Every record has to be written out exactly, with no line missing.

- **Source data**:
════════

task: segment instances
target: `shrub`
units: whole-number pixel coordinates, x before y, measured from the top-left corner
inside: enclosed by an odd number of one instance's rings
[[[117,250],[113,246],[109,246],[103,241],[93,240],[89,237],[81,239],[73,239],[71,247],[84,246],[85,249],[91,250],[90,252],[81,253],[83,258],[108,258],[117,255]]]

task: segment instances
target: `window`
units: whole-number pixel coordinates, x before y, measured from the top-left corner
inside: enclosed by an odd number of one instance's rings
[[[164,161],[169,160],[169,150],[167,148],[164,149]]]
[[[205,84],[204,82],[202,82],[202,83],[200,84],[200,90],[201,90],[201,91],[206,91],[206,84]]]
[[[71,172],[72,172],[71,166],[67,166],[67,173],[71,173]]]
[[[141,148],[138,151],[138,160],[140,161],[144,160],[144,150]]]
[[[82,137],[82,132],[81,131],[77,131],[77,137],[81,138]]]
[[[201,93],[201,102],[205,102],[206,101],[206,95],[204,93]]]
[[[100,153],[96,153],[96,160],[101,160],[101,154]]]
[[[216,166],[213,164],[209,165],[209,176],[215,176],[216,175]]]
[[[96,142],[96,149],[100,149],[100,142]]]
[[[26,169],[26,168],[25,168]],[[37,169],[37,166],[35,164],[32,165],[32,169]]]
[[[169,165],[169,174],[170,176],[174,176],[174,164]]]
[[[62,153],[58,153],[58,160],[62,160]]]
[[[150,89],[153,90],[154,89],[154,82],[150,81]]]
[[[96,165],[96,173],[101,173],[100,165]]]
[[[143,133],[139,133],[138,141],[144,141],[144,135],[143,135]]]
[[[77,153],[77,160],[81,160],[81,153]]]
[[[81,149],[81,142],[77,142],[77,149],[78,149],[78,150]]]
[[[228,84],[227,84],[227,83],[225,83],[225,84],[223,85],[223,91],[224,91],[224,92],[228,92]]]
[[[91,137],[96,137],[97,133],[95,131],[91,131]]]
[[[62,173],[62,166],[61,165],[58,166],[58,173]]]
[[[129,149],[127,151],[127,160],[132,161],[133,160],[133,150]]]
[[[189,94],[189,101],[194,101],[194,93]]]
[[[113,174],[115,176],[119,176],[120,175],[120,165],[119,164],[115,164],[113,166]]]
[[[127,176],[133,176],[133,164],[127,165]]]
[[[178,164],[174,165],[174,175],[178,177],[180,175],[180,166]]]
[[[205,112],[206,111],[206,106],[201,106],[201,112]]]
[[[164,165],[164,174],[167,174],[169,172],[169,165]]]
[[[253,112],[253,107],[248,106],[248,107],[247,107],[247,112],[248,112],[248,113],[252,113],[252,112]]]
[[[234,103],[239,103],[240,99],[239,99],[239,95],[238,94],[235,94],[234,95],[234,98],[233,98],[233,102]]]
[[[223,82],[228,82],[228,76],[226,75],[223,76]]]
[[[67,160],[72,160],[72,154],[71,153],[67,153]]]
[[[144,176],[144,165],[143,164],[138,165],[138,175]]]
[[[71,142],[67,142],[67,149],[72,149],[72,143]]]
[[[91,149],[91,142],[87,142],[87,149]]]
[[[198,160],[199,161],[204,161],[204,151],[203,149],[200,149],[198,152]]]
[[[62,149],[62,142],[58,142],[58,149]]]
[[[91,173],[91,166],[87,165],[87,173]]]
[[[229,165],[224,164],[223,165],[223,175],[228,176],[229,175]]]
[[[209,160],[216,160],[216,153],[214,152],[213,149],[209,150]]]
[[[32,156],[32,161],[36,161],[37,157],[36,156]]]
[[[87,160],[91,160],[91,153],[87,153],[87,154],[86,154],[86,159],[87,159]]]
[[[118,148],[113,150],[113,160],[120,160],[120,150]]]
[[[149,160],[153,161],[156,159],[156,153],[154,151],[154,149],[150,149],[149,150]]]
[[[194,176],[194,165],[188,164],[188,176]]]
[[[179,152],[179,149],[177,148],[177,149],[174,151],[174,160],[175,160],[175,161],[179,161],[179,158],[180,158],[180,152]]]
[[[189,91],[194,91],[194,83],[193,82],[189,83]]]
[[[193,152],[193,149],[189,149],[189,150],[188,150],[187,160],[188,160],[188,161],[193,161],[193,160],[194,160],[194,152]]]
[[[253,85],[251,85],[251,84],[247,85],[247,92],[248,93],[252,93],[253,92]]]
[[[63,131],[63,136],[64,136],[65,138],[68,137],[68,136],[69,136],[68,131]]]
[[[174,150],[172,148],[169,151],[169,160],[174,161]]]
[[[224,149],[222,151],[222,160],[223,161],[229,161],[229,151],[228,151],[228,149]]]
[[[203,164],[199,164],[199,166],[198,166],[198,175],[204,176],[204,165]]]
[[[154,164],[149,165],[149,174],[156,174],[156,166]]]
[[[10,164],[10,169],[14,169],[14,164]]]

════════

- **Task output**:
task: segment instances
target: `shrub`
units: whole-number pixel coordinates, x before y, measured from the top-left corner
inside: enclosed by an odd number of one instance's rings
[[[117,250],[113,246],[109,246],[103,241],[93,240],[89,237],[81,239],[73,239],[71,247],[84,246],[85,249],[91,250],[90,252],[81,253],[83,258],[108,258],[117,255]]]

task: segment instances
target: `window`
units: whole-number pixel coordinates, x before y, measured from the top-left corner
inside: enclosed by an odd number of one instance's rings
[[[164,161],[169,160],[169,150],[167,148],[164,149]]]
[[[205,84],[204,82],[202,82],[202,83],[200,84],[200,90],[201,90],[201,91],[206,91],[206,84]]]
[[[71,172],[72,172],[71,166],[67,166],[67,173],[71,173]]]
[[[141,148],[138,151],[138,160],[140,161],[144,160],[144,150]]]
[[[82,137],[82,132],[81,131],[77,131],[77,137],[81,138]]]
[[[201,93],[201,102],[205,102],[206,101],[206,95],[204,93]]]
[[[100,153],[96,153],[96,160],[101,160],[101,154]]]
[[[216,166],[213,164],[209,165],[209,176],[215,176],[216,175]]]
[[[96,142],[96,149],[100,149],[100,142]]]
[[[26,169],[26,168],[25,168]],[[37,169],[37,166],[35,164],[32,165],[32,169]]]
[[[169,165],[169,174],[170,176],[174,176],[174,164]]]
[[[62,153],[58,153],[58,160],[62,160]]]
[[[150,89],[153,90],[154,89],[154,82],[150,81]]]
[[[96,165],[96,173],[101,173],[100,165]]]
[[[143,133],[139,133],[138,141],[144,141],[144,135],[143,135]]]
[[[77,153],[77,160],[81,160],[81,153]]]
[[[81,149],[81,142],[77,142],[77,149],[78,149],[78,150]]]
[[[228,84],[227,84],[227,83],[225,83],[225,84],[223,85],[223,91],[224,91],[224,92],[228,92]]]
[[[91,137],[96,137],[97,133],[95,131],[91,131]]]
[[[62,173],[62,166],[61,165],[58,166],[58,173]]]
[[[129,149],[127,151],[127,160],[132,161],[133,160],[133,150]]]
[[[189,94],[189,101],[194,101],[194,93]]]
[[[113,174],[115,176],[119,176],[120,175],[120,165],[119,164],[115,164],[113,166]]]
[[[127,176],[133,176],[133,164],[127,165]]]
[[[178,164],[174,165],[174,175],[178,177],[180,175],[180,166]]]
[[[205,112],[206,111],[206,106],[201,106],[201,112]]]
[[[164,165],[164,174],[167,174],[169,172],[169,165]]]
[[[253,112],[253,107],[248,106],[248,107],[247,107],[247,112],[248,112],[248,113],[252,113],[252,112]]]
[[[234,103],[239,103],[240,99],[239,99],[239,95],[238,94],[235,94],[234,95],[234,98],[233,98],[233,102]]]
[[[223,82],[228,82],[228,76],[226,75],[223,76]]]
[[[67,160],[72,160],[72,154],[71,153],[67,153]]]
[[[144,176],[144,165],[143,164],[138,165],[138,175]]]
[[[71,142],[67,142],[67,149],[72,149],[72,143]]]
[[[91,149],[91,142],[87,142],[87,149]]]
[[[198,160],[199,161],[204,161],[204,151],[203,149],[200,149],[198,152]]]
[[[62,149],[62,142],[58,142],[58,149]]]
[[[91,173],[91,166],[87,165],[87,173]]]
[[[229,165],[224,164],[223,165],[223,175],[228,176],[229,175]]]
[[[209,160],[216,160],[216,153],[214,152],[213,149],[209,150]]]
[[[32,156],[32,161],[36,161],[37,157],[36,156]]]
[[[87,160],[91,160],[91,153],[87,153],[87,154],[86,154],[86,159],[87,159]]]
[[[118,148],[113,150],[113,160],[120,160],[120,150]]]
[[[149,160],[153,161],[156,159],[156,153],[154,151],[154,149],[150,149],[149,150]]]
[[[194,176],[194,165],[188,164],[188,176]]]
[[[179,152],[179,149],[177,148],[177,149],[174,151],[174,160],[175,160],[175,161],[179,161],[179,158],[180,158],[180,152]]]
[[[189,91],[194,91],[194,83],[193,82],[189,83]]]
[[[193,152],[193,149],[189,149],[189,150],[188,150],[187,160],[188,160],[188,161],[193,161],[193,160],[194,160],[194,152]]]
[[[253,85],[251,85],[251,84],[247,85],[247,92],[248,93],[252,93],[253,92]]]
[[[63,131],[63,136],[64,136],[65,138],[68,137],[68,136],[69,136],[68,131]]]
[[[174,150],[172,148],[169,151],[169,160],[174,161]]]
[[[224,149],[222,151],[222,160],[223,161],[229,161],[229,151],[228,151],[228,149]]]
[[[203,164],[199,164],[199,166],[198,166],[198,175],[204,176],[204,165]]]
[[[154,164],[149,165],[149,174],[156,174],[156,166]]]
[[[10,164],[10,169],[14,169],[14,164]]]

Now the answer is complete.